BLOCO DE TEXTO ::
-=-=-=-=-

Com a aposentadoria da ministra Rosa Weber, em outubro, a pressão para que o presidente Luiz Inácio Lula da Silva (PT) indique uma mulher negra para ocupar o cargo no Supremo Tribunal Federal (STF) voltou a ser intensificada.

Mas, esse debate não se concentra apenas à indicação da primeira mulher a integrar a Corte Suprema, ele também passa pela discussão sobre a composição do sistema judiciário brasileiro, cuja a equidade racial está muito aquém da representatividade que se almeja nos espaços de poder.

Uma das co-fundadoras da Abayomi Juristas Negras, a procuradora federal Chiara Ramos, destaca que apesar de ser uma ministra mulher que está se aposentando no STF, os nomes que estão surgindo para a substituírem são de homens brancos. Ela, que é presidenta da Comissão da Verdade sobre a Escravidão, e única pernambucana membro da Comissão de Juristas instituída pela Câmara dos Deputados, rebate os argumentos meritocráticos que cercam esse tema.

“Esse argumento meritocrático é um argumento racista e sexista, porque parece que só tem mérito um grupo de homens brancos e isso se evidencia muito quando você vê os nomes que estão sendo sugeridos para ocupar essa vaga. Como se não existisse a possibilidade de nomear uma mulher negra para essas opções”, afirmou Chiara Ramos, em entrevista ao JC.

“É algo que sempre temos que ter em conta, porque a competência das mulheres é sempre questionada, sobretudo das mulheres negras. Nós temos como requisito para ocupar estes cargos, o notório saber jurídico e a reputação ilibada. E nós temos muitas mulheres negras com doutorado, diversos livros publicados e uma atuação jurídica de impacto, temos vários nomes”, completou.

Em março deste ano, um grupo liderado por juristas negras, encaminhou ao presidente Lula, um documento chamado “Manifesto por juristas negras no Supremo Tribunal Federal”. De acordo com Chiara Ramos, essa campanha já conta com 2.500 assinaturas e o apoio de mais de 80 organizações.

Dos 11 ministros que atuam na Corte, duas são mulheres (Rosa Weber e Cármen Lúcia) e nenhuma delas é negra. A última pessoa negra a integrar o STF, foi o ex-ministro Joaquim Barbosa, em 2003, por indicação do presidente Lula em seu primeiro mandato.

É importante destacar, segundo a procuradora federal, que essa representatividade em questão, não se reduz somente a um movimento de reparação histórica com a população negra - que corresponde a 56% da população brasileira que se autodeclara negra, segundo o Censo 2022.

“Quando lutamos pela ocupação destes espaços é muito mais porque a efetivação da justiça precisa de pluralidade. Precisamos de uma ampliação de visão de mundo e de justiça para julgar casos complexos da sociedade”, apontou Chiara Ramos.

A Abayomi Juristas Negras é uma associação de combate ao racismo institucional e estrutural, com foco na inclusão das mulheres negras em espaços de poder. Eles oferecem capacitação, aperfeiçoamento, empoderamento e treinamento para mulheres da área do Direito.

-=-=-=-=-

TRECHO DOS REGISTROS ::
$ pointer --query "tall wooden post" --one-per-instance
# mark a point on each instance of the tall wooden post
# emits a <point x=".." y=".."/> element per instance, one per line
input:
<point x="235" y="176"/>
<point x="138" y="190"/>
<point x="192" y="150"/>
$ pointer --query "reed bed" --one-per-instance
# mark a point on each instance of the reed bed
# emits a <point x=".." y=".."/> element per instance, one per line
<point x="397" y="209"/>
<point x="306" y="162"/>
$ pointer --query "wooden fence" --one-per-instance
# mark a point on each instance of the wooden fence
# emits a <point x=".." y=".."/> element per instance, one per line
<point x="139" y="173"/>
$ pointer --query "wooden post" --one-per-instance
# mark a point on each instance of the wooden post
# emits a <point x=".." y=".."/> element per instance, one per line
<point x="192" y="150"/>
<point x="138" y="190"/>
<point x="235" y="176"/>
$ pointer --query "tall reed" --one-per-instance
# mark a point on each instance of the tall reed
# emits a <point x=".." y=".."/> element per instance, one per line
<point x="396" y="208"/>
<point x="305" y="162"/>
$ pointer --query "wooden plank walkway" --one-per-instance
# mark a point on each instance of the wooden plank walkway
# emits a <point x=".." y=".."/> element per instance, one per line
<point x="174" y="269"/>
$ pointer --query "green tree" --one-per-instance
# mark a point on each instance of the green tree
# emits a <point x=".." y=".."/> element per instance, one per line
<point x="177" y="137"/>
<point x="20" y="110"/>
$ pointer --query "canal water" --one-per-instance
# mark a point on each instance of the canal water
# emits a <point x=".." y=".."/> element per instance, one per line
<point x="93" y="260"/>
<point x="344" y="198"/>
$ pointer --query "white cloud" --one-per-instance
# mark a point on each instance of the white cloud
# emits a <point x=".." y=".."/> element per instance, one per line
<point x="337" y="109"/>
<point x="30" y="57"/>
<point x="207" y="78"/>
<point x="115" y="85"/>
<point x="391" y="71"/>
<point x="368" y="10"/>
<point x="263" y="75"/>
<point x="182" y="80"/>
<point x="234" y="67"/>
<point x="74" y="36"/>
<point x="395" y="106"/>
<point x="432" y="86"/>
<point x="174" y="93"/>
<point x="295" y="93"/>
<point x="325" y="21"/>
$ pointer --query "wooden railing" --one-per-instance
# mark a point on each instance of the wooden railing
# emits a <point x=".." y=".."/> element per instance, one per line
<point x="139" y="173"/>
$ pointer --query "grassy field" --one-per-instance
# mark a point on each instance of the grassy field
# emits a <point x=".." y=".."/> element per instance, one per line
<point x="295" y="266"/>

-=-=-=-=-

AÇÕES A REALIZAR ::
1. Liste todas as pessoas mencionadas pelo nome no texto sobre a vaga no STF.
2. Retome o texto sobre a vaga no STF e dê continuidade a ele a partir do ponto em que termina.

RESPOSTAS DO EXERCÍCIO ::
1. Rosa Weber, Luiz Inácio Lula da Silva, Chiara Ramos, Cármen Lúcia, Joaquim Barbosa

2.
 

Divulgação

A procuradora federal Chiara Ramos, afirma é urgente uma discussão ampla sobre essa representatividade no Judiciário, pois a base da população brasileira é formada por mulheres - Divulgação


Pacto Nacional

A coordenadora do Grupo de Trabalho Equidade Racial e Combate ao Racismo e suas interseccionalidades do Tribunal de Justiça de Pernambuco (TJPE), a juíza Luciana Maranhão, considera que mesmo diante do déficit de representatividade negra no Poder Judiciário, dar visibilidade a esse tema é considerado um dos grandes avanços dos últimos anos.

Na pesquisa "Negros e Negras no Poder Judiciário", do Conselho Nacional de Justiça (CNJ), realizada em 2021, verificou-se que apenas 5% da magistratura é composta por mulheres negras.

“Há 20 anos, falar sobre isso sequer era ventilado. Essa circunstância do racismo e de toda essa realidade, isso estende para o Poder Público, para as entidades privadas, porque ela é sistêmica e institucionalizada. No momento em que estamos debatendo, é porque há uma demanda natural da sociedade dessa situação de desvantagem permanente dos povos racionalizados de forma geral (negros e originários)”, afirmou a juíza Luciana Maranhão, em entrevista ao JC.

O CNJ instituiu o Pacto Nacional do Judiciário pela Equidade Racial, sob quatro eixos de atuação: Promoção da equidade racial no Poder Judiciário; Desarticulação do racismo institucional; Sistematização dos dados raciais do Poder Judiciário; e Articulação interinstitucional e social para a garantia de cultura antirracista na atuação do Poder Judiciário.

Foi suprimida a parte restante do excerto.